[Task objective]
Please count the lines in the records below that include the word "green" and report only the total.

(Referring expression data)
[Start of Attachment]

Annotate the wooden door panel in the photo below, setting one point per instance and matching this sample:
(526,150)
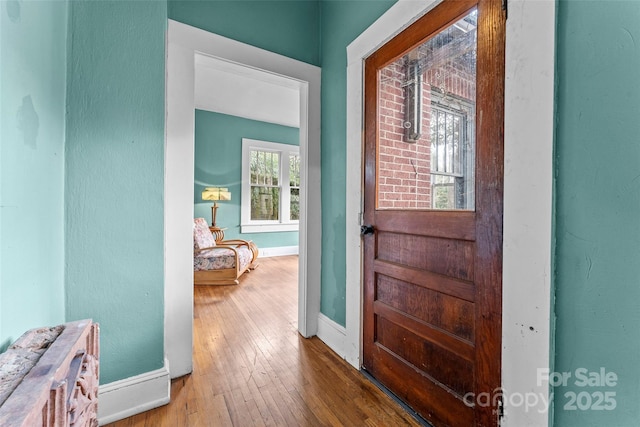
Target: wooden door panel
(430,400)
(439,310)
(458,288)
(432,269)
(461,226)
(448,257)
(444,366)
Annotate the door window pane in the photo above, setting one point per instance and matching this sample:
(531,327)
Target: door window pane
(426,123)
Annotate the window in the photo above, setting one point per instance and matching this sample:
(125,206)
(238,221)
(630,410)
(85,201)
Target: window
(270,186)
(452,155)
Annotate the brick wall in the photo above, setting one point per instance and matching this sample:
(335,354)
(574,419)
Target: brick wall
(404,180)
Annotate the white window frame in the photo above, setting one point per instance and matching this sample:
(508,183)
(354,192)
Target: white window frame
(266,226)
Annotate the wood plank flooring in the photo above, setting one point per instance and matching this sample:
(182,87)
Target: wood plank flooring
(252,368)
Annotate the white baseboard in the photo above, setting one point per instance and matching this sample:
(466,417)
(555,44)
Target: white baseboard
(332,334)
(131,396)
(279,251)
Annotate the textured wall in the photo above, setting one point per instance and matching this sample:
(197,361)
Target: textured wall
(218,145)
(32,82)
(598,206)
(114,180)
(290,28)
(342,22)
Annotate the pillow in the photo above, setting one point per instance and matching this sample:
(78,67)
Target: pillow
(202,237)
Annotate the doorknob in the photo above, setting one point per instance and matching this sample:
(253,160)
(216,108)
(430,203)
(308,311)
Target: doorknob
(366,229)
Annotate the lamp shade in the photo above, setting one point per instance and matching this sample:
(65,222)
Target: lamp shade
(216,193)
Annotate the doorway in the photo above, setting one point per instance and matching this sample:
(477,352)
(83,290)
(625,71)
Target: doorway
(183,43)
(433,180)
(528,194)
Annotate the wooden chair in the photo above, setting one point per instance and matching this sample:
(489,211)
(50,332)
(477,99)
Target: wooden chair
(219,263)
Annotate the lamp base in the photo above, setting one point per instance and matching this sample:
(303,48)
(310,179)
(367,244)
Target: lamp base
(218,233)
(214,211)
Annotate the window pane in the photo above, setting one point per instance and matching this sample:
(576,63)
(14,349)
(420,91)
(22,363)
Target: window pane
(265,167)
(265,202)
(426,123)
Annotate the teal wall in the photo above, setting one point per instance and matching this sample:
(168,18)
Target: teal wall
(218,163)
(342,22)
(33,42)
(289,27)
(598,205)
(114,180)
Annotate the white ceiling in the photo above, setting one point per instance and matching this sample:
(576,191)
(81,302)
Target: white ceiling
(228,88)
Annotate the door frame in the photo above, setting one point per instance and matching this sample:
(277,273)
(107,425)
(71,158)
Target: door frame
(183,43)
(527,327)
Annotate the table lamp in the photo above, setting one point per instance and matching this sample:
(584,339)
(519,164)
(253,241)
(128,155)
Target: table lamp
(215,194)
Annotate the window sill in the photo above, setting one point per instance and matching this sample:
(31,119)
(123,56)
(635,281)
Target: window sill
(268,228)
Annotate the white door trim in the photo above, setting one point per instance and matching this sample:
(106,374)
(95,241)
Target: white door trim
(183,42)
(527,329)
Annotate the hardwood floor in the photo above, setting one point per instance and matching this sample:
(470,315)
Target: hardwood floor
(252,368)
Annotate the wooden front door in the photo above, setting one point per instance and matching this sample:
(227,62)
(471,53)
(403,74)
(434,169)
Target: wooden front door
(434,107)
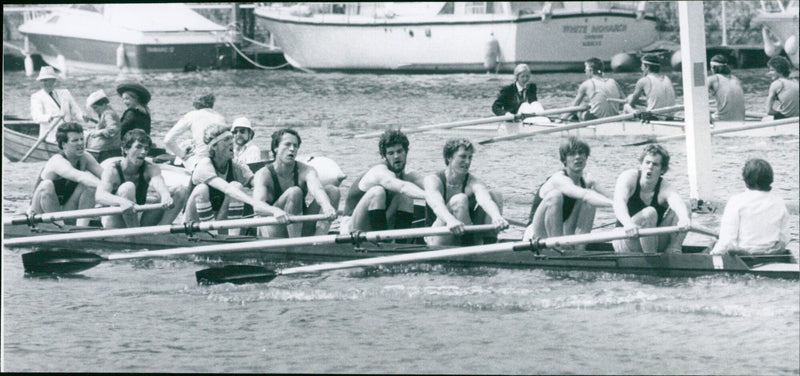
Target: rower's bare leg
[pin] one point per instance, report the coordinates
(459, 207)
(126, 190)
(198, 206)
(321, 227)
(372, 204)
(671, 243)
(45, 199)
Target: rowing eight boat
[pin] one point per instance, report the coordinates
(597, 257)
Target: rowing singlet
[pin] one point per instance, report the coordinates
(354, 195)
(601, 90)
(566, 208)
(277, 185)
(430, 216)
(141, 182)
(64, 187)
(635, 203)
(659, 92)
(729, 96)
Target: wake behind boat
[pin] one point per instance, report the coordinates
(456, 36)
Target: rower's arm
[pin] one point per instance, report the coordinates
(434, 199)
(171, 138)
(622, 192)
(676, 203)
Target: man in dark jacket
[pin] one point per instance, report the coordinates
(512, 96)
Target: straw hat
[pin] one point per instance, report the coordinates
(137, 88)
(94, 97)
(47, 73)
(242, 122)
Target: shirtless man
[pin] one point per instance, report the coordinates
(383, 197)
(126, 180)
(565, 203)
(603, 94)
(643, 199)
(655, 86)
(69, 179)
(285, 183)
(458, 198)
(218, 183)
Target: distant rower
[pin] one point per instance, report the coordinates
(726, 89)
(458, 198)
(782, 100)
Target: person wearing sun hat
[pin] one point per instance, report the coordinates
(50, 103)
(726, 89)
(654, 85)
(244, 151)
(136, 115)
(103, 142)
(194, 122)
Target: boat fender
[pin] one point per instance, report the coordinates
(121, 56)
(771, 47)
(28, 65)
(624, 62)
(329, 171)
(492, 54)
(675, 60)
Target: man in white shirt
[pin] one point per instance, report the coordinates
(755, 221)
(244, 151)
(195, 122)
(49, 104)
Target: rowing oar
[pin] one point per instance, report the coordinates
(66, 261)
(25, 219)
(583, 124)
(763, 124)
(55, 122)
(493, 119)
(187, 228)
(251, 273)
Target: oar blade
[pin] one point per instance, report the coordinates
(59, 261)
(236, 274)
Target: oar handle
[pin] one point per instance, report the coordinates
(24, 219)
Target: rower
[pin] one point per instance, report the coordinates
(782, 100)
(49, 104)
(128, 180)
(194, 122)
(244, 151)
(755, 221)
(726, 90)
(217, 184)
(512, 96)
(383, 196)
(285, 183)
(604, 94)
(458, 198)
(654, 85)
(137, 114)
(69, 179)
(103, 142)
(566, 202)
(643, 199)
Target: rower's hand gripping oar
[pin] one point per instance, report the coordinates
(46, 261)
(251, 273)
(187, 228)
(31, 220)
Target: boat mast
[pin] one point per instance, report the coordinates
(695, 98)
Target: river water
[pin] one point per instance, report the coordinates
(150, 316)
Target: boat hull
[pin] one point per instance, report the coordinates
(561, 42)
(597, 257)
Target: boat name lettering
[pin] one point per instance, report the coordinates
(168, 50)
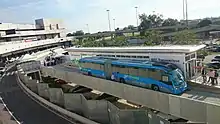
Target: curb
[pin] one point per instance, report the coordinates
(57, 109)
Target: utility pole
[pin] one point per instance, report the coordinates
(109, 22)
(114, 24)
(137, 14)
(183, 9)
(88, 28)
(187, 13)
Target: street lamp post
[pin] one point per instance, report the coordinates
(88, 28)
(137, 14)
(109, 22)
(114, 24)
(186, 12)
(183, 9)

[End of Attachment]
[Start of Attachment]

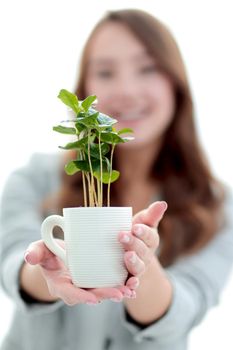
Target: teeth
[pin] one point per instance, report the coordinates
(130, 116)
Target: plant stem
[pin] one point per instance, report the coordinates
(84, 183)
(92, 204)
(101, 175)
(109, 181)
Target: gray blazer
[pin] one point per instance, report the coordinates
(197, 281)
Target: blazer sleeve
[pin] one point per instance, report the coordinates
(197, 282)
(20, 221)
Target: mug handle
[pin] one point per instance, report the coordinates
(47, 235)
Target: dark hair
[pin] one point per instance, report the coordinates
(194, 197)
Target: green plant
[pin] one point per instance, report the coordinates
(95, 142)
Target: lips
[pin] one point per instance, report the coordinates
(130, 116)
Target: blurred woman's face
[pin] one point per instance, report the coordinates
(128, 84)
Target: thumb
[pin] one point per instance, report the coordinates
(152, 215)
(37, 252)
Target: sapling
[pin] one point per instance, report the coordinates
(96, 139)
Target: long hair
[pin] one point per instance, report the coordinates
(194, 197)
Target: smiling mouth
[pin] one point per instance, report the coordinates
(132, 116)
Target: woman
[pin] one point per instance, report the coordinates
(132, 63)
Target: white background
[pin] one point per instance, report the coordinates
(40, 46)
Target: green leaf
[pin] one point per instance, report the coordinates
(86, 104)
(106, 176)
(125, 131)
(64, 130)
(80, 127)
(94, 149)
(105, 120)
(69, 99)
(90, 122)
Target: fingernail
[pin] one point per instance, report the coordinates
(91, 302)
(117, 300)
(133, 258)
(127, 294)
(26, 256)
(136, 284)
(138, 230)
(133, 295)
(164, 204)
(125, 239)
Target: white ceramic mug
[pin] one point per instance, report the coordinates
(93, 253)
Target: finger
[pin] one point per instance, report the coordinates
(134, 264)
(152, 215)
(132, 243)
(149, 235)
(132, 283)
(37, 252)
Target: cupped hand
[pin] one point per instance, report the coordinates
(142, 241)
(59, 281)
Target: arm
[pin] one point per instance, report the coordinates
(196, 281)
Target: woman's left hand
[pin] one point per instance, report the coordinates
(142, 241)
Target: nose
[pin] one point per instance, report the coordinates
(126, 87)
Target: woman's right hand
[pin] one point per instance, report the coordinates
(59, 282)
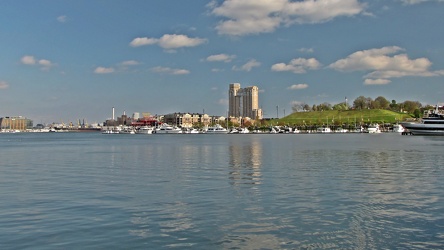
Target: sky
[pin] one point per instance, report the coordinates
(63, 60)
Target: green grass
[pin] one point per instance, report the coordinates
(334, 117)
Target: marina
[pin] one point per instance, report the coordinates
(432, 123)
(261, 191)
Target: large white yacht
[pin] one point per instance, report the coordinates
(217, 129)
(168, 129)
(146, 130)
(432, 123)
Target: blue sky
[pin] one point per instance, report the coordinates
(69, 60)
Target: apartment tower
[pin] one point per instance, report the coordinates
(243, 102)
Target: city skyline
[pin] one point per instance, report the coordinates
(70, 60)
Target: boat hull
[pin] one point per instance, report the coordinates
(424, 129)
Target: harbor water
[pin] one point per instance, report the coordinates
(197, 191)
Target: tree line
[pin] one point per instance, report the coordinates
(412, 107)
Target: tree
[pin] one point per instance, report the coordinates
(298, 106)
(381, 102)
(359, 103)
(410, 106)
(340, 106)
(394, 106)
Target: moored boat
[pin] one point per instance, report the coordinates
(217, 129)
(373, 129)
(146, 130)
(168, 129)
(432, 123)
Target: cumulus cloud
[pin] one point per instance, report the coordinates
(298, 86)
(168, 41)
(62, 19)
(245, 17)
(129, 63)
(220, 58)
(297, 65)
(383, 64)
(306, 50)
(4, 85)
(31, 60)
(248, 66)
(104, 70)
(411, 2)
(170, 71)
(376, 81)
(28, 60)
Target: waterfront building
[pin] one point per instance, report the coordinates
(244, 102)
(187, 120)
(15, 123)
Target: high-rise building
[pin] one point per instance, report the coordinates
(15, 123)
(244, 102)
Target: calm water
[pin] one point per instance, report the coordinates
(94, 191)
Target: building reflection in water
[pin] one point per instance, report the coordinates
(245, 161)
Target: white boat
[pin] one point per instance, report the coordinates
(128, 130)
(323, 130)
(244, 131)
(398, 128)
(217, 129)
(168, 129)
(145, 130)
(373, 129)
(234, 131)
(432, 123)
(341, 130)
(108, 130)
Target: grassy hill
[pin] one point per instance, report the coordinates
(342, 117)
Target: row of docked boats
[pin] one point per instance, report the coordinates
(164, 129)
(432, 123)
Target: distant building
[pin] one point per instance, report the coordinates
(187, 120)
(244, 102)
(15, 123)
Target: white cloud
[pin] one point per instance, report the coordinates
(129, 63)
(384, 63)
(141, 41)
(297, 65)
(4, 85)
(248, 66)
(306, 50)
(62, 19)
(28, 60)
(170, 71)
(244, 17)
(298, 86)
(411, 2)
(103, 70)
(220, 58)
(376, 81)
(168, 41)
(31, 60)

[End of Attachment]

[Task response]
3